- [ABOUT THIS EXERCISE]
Write out the records beneath this line exactly as they appear, minus any images.

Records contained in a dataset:
============

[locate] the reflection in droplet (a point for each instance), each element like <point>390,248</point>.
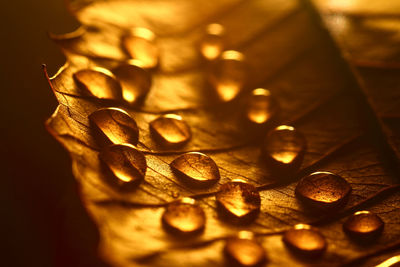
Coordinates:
<point>99,83</point>
<point>323,190</point>
<point>170,130</point>
<point>363,225</point>
<point>135,81</point>
<point>114,125</point>
<point>212,44</point>
<point>141,45</point>
<point>304,239</point>
<point>184,217</point>
<point>284,148</point>
<point>239,200</point>
<point>243,250</point>
<point>228,75</point>
<point>126,164</point>
<point>196,168</point>
<point>260,107</point>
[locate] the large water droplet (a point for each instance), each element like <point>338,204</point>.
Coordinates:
<point>239,200</point>
<point>243,250</point>
<point>261,107</point>
<point>126,164</point>
<point>212,44</point>
<point>363,225</point>
<point>228,75</point>
<point>196,168</point>
<point>99,83</point>
<point>323,190</point>
<point>184,217</point>
<point>170,130</point>
<point>135,81</point>
<point>305,240</point>
<point>284,148</point>
<point>114,125</point>
<point>141,45</point>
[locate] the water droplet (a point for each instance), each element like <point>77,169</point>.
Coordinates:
<point>261,107</point>
<point>196,168</point>
<point>228,75</point>
<point>243,250</point>
<point>323,190</point>
<point>212,45</point>
<point>141,45</point>
<point>363,225</point>
<point>305,240</point>
<point>99,83</point>
<point>170,130</point>
<point>239,200</point>
<point>114,125</point>
<point>126,164</point>
<point>184,217</point>
<point>284,148</point>
<point>135,81</point>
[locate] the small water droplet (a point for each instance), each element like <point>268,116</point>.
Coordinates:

============

- [RESULT]
[locate] the reflection in droplet (a point for each instance), each element like <point>390,248</point>.
Coordinates:
<point>99,83</point>
<point>323,190</point>
<point>170,130</point>
<point>363,225</point>
<point>135,81</point>
<point>114,125</point>
<point>212,44</point>
<point>141,45</point>
<point>304,239</point>
<point>184,217</point>
<point>284,148</point>
<point>239,200</point>
<point>243,250</point>
<point>228,75</point>
<point>126,164</point>
<point>196,168</point>
<point>260,107</point>
[locate] the large water droplet (a point for each instance), each element like <point>338,204</point>.
Coordinates:
<point>239,200</point>
<point>243,250</point>
<point>261,107</point>
<point>126,164</point>
<point>212,44</point>
<point>363,225</point>
<point>228,75</point>
<point>196,168</point>
<point>99,83</point>
<point>323,190</point>
<point>184,217</point>
<point>170,130</point>
<point>135,81</point>
<point>305,240</point>
<point>284,148</point>
<point>114,125</point>
<point>141,45</point>
[locate] the water droplet (a point for each instance), each element like <point>77,169</point>.
Coordinates:
<point>261,107</point>
<point>196,168</point>
<point>228,75</point>
<point>243,250</point>
<point>323,190</point>
<point>212,45</point>
<point>141,45</point>
<point>363,225</point>
<point>305,240</point>
<point>99,83</point>
<point>170,130</point>
<point>239,200</point>
<point>114,125</point>
<point>126,164</point>
<point>184,217</point>
<point>284,148</point>
<point>135,81</point>
[locate] the small water droplet (a point for each instance), each element like <point>268,116</point>.
Coordinates:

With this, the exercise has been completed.